## EXERCISE DETAILS
For the records below, reproduce exactly the line that contains "Query: metal handrail" and all subsequent lines, with nothing left out and nothing added.

━━━ DATASET RECORDS ━━━

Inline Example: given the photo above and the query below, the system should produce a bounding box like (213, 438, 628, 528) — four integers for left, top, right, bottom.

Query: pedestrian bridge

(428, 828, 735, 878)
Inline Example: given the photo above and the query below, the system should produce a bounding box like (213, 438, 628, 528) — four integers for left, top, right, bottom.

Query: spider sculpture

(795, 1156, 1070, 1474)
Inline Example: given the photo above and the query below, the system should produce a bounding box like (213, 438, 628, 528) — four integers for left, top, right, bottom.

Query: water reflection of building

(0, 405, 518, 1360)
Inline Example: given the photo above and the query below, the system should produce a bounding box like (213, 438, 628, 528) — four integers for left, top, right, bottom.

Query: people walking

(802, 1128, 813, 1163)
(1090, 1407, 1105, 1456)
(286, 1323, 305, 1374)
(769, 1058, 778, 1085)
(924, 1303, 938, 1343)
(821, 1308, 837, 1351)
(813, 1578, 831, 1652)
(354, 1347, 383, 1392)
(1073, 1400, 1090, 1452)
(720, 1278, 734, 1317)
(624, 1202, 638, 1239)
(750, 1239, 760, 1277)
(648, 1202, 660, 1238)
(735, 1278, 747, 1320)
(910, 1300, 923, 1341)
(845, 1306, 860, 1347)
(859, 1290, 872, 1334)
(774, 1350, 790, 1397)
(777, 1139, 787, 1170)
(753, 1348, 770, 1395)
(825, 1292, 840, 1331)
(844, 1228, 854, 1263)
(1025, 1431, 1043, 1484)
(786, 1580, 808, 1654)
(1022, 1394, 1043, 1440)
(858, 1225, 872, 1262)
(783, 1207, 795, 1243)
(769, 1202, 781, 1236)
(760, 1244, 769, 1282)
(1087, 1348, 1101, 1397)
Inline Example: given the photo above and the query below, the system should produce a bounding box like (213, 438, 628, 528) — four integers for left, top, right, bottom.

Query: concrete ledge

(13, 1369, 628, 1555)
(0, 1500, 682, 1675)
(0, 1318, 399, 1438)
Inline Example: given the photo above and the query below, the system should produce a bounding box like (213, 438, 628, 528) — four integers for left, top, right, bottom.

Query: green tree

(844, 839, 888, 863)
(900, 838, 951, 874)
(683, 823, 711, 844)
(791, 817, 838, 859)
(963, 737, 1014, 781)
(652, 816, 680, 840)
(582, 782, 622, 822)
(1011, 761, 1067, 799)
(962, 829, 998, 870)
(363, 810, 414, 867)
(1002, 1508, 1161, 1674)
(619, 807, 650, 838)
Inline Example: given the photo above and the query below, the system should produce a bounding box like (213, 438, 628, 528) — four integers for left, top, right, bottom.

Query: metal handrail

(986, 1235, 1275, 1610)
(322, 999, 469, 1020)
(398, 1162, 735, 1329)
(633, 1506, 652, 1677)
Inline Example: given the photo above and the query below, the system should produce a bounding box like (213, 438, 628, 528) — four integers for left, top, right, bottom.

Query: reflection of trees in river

━━━

## EXERCISE RESULT
Query: metal handrail

(986, 1235, 1275, 1610)
(322, 999, 469, 1020)
(398, 1162, 735, 1329)
(633, 1506, 652, 1677)
Inline Example: given the photo above and the query below, the system should produce a bounding box like (213, 438, 628, 528) — four integers for left, top, right, bottom.

Query: reflection of trees in river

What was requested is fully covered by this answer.